- [Task description]: Write the data out again exactly, with every picture removed.

- [Source information]:

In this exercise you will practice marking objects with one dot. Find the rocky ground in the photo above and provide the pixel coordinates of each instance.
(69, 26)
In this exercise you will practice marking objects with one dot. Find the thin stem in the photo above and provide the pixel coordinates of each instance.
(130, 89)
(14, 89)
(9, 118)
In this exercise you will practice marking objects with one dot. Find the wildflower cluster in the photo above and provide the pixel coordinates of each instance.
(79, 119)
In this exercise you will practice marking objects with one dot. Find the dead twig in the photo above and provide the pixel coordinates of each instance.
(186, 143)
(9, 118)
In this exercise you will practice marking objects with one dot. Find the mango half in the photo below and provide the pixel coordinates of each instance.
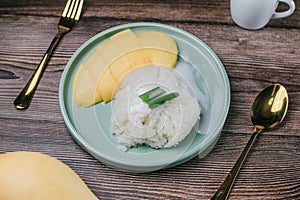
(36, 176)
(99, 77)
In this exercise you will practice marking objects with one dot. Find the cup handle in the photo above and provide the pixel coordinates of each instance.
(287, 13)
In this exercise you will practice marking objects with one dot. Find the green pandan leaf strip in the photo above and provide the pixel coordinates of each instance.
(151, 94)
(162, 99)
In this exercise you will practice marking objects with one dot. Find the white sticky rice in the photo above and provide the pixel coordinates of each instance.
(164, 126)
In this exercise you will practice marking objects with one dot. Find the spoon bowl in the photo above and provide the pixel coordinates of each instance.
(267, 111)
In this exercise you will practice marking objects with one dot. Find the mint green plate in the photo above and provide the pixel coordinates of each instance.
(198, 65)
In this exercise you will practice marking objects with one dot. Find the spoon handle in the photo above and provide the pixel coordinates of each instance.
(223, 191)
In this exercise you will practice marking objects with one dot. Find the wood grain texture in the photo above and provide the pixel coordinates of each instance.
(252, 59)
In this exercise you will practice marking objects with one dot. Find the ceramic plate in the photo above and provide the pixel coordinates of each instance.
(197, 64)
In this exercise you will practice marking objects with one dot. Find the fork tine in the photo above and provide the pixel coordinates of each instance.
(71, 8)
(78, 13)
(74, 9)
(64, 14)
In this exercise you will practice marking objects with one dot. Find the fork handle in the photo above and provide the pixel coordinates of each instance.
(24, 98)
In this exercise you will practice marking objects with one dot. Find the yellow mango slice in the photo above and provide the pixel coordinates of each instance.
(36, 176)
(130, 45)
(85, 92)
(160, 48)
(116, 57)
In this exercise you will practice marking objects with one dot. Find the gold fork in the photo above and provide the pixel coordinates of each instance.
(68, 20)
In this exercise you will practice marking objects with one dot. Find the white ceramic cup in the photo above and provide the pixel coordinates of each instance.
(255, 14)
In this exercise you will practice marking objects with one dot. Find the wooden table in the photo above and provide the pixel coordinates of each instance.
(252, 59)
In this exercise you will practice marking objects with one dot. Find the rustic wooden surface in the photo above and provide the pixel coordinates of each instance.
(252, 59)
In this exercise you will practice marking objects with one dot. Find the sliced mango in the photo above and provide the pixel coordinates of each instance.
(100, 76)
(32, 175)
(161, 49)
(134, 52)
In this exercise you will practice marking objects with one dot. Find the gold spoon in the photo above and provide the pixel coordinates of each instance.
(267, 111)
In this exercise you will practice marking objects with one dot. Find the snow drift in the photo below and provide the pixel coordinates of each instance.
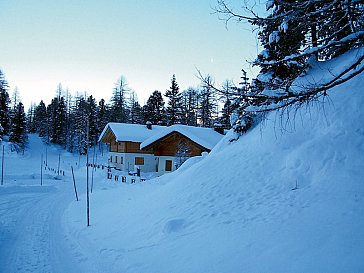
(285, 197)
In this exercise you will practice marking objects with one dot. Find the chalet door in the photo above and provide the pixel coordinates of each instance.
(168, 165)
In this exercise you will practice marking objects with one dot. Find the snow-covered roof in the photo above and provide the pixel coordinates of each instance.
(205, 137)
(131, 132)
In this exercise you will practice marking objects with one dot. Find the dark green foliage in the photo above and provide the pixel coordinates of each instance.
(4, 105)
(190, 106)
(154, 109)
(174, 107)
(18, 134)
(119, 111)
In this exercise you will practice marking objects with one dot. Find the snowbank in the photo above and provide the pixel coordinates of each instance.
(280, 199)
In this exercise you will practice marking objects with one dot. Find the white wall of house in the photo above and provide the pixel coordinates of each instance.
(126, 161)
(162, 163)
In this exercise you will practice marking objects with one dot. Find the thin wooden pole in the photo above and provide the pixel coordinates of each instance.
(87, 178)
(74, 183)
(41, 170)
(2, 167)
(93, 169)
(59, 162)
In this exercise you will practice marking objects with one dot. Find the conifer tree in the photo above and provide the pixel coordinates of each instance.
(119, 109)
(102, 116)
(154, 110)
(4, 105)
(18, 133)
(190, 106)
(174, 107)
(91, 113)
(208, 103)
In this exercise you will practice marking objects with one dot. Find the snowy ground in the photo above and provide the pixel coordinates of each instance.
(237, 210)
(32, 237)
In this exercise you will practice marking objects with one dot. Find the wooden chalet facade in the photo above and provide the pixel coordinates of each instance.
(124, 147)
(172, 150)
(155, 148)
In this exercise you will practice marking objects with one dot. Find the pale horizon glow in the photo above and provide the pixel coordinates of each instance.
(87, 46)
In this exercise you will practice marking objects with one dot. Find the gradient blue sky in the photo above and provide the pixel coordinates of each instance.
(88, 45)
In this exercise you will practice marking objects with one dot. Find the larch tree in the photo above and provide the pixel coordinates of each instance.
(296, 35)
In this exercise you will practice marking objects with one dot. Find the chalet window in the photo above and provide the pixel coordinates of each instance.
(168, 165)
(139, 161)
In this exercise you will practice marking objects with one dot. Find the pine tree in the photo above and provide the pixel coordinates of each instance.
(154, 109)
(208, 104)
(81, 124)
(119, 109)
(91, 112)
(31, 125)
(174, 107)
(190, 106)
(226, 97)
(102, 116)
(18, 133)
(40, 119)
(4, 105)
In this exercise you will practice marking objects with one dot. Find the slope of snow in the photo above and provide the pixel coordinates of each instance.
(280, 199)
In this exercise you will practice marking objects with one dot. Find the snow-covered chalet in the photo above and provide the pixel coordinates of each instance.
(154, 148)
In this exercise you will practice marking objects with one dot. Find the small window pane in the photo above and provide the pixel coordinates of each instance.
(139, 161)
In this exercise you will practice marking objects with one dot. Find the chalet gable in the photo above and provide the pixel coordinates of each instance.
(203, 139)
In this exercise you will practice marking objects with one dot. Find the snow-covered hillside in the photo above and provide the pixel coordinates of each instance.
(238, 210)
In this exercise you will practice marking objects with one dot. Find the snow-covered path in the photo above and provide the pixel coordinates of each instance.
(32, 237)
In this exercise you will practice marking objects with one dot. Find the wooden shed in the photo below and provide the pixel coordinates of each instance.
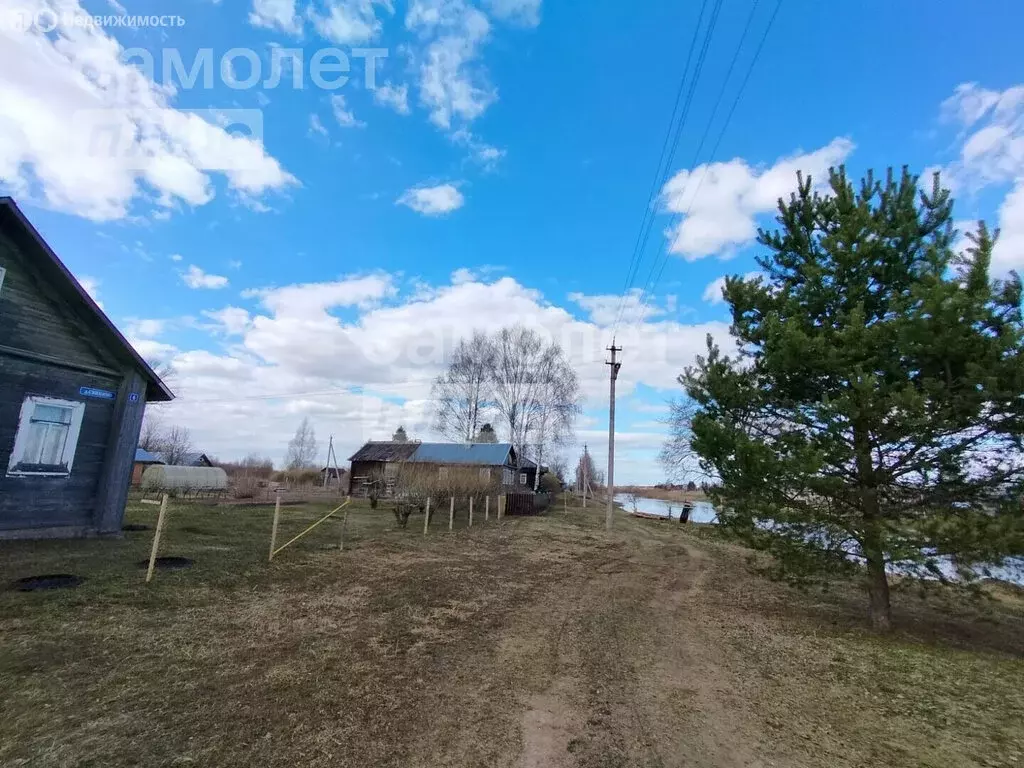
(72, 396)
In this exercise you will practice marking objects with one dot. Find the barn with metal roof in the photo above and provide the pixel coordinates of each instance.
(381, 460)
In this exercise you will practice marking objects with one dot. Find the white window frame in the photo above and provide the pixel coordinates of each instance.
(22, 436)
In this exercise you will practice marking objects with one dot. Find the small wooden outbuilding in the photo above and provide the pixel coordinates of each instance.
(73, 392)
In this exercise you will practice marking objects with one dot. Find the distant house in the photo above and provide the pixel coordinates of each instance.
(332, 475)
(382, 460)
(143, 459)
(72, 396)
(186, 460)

- [Exercise output]:
In this exercise you will practice marking objects with one dot. Find the rocky ground in the photo above and provide the pixel coordinates of each instance.
(69, 26)
In this exercise you will practice marking objects with one dot. Find the thin stem in the photo above and provide the pixel coordinates of each instance.
(130, 89)
(14, 89)
(9, 118)
In this exercise you will practice marking objects with one dot. Find the wildflower cluster in the photo above and provide the pixel coordinates of each instance.
(79, 119)
In this exercise you will practice marking objects with one dot. Find the dead twig in the photo above and provide the pixel coordinates of each instance.
(186, 143)
(9, 118)
In this exercise you will practice marking objects with one dot. Find the mango half in the photo below and provide the pixel coordinates of each instance.
(36, 176)
(99, 77)
In this exercise you will practice marking objects with one dot. Find the cup handle in the photo above and provide the pixel coordinates of each instance.
(287, 13)
In this exercise you will practice marking objects with one dot. Find the green pandan leaf strip in the photo above and provide the pixel coordinates of each instance.
(151, 94)
(162, 99)
In this exercise you will practice marking objects with one dot. Find the white sticky rice in the photo above and provide the pixel coordinates of each instance.
(164, 126)
In this exercise you will practice marking objects with one dot. Find the spoon bowl in the photo above and provide the pixel coordinates of each instance.
(267, 111)
In this exercise you will practice marking objects with one dot. Find the mint green plate in the photo above and provide the pixel coordinates of each instance.
(198, 65)
In this exercise you will practice marking objects with one dot. Find the spoon handle in the photo above and provide the pixel coordinates of each instance.
(223, 191)
In this exercise you will practice marking objects with one dot. Find the wood grain texture in the photo above and provide the pixel coordinates of each instance.
(252, 59)
In this exercise you will practice marking objects with one dot. Find the ceramic plate in the photo above and provide the pixel coordinates of each instance.
(197, 64)
In this exercise you will practice marking objects with one dot. Find the fork tine in the photo above and provide the pixel coordinates of each instance.
(71, 8)
(78, 13)
(74, 9)
(64, 14)
In this exercise you will practice marking objects with one dot. Find the fork handle in the photo above and provide the pixel coordinates of each instance.
(24, 98)
In this exercise you will practice marking objects with one dot. Find the yellow mango slice in the photo above and provide the pixel coordinates of each instance.
(36, 176)
(130, 45)
(85, 92)
(160, 48)
(116, 57)
In this exercise you will practice marking objects with one dot. Find the gold fork in the photo above and provide the pixel coordinates of each instance.
(68, 20)
In this exercise you will practice marking objects with one dot. Find the white ceramic cup in the photo above and provide the pixel coordinates of each instance.
(255, 14)
In this exercise you will practice marking objects with one dot. Find the wooden table in the photo above and provide the pixel coordinates of each instance.
(252, 59)
In this exercise you will practice marking objects with one dot. Find the rustic wooden surface in the photo above and provide the pixel coordinates of each instance.
(252, 59)
In this exercise you will practice marking objects with one dot. Find the sliced mango in the photo above and provide the pixel coordinates of each instance.
(100, 76)
(32, 175)
(161, 49)
(134, 52)
In this exercise you will practice marking objects with one dot. Find the gold spoon in the photo above and provide the pixel coordinates of each instance.
(267, 111)
In this exercise you will practice marking objects with one dot. Find the snow drift in the photo below and provide the pixel coordinates of each instance.
(285, 197)
In this exercise you will practice marking objects with one dot. Find the chalet door in the photo above and provide the pixel coordinates of each instance.
(168, 165)
In this exercise you will practice marking objects with one dot. Find the snow-covered roof in the photo above and provide the pixel coordinates of each instance.
(205, 137)
(131, 132)
In this exercise you will practice marking objects with one dot. Find the dark green foliage in the photo above and provide the pixel coordinates of each instance.
(4, 105)
(190, 106)
(154, 109)
(174, 107)
(18, 134)
(119, 111)
In this exercise you will practice marking objects with one dot. Find the snowbank in the photo above and provide the pixel coordinates of each instance.
(280, 199)
In this exercise you will practice marking objects with one dot. Find the white wall of house in the photo above and provide the pixel coordinates of each instance.
(126, 161)
(162, 163)
In this exercise you will practice marking objects with one dot. Find the thin wooden pole in the photo above and provide the pixel coordinates of each instance.
(87, 178)
(74, 183)
(41, 170)
(2, 167)
(93, 169)
(59, 162)
In this exercise you will practice marking objects with one dot. Find the conifer tree in the photo above and provide the pixel coordinates of each instance.
(119, 109)
(102, 116)
(154, 110)
(4, 105)
(18, 133)
(190, 106)
(174, 107)
(91, 113)
(208, 103)
In this exercise you will practice marking objects with one dot. Find the snowy ground in the photo above and provide the pixel coordinates of each instance.
(237, 210)
(32, 237)
In this exercise you will practice marking objects with one dot. Find the wooden chalet facade in the photo above and provide the pixel coordinates of each instance.
(124, 147)
(172, 150)
(155, 148)
In this exercise you will practice marking objects with one dot. Find the pale horizon glow in the photo above and provide the pixel coordinates of each instance.
(87, 46)
In this exercise you will practice marking objects with one dot. Find the gradient blue sky in the photo above and provide the pixel coordinates of each instance.
(88, 45)
In this exercise you will practice marking objects with one dot. Find the larch tree in the photo above and provide the pixel coordinates of each instance.
(296, 35)
In this exercise you will practice marking objects with one dot. Find the chalet window in the photo above and provide the pixel coordinates of each instance.
(168, 165)
(139, 161)
In this exercise you will practice marking objects with one dot. Find the pine tree in the photo above and provide the pixel coordinates of each instance.
(154, 109)
(208, 104)
(81, 124)
(119, 109)
(91, 112)
(31, 125)
(174, 107)
(190, 106)
(226, 97)
(102, 116)
(18, 133)
(40, 119)
(4, 105)
In this exercise you will practice marking objects with one dot. Find the slope of snow in the photo above and provide the pixel coordinates of each instance.
(280, 199)
In this exercise you will practice marking objects with one dot. Find the snow-covered chalet in the photo above and provide the pixel coordinates of each instance.
(154, 148)
In this exercise you will practice marking objects with one dot. Find the small window pane in the photo above and provide the pixel coordinates of each instance.
(139, 161)
In this exercise you will practice marking objects with one dot. Find the chalet gable in the photo above and provide the pixel coordinates of each instance.
(203, 139)
In this exercise you will practice marking objects with one dot. Find the snow-covered hillside in the photo above and provide the pixel coordinates of each instance.
(238, 210)
In this exercise you will practice marking objects with one dot. Find the snow-covered path in the photo above and provide the pixel coordinates of each instance.
(32, 237)
In this exercise you will practice marking objects with one dot. Find the wooden shed in the photo below and provide the pixel coordinates of each instance.
(72, 396)
In this exercise you will practice marking objects with one dot. Find the barn with metal roof in the photo above and provide the pixel coordinates of each instance.
(381, 460)
In this exercise you will practice marking objects with one dot. Find the white window frame in the photo above and provide the pixel coordinates of each instance.
(22, 436)
In this exercise you will practice marking objects with one dot. Find the small wooden outbuilding in the photo above and provide the pixel coordinates of each instance.
(73, 392)
In this exercise you will practice marking objects with one dot. Find the distant house in the photo above and provide the pixel coordinates of each instance.
(332, 475)
(382, 460)
(143, 459)
(72, 396)
(186, 460)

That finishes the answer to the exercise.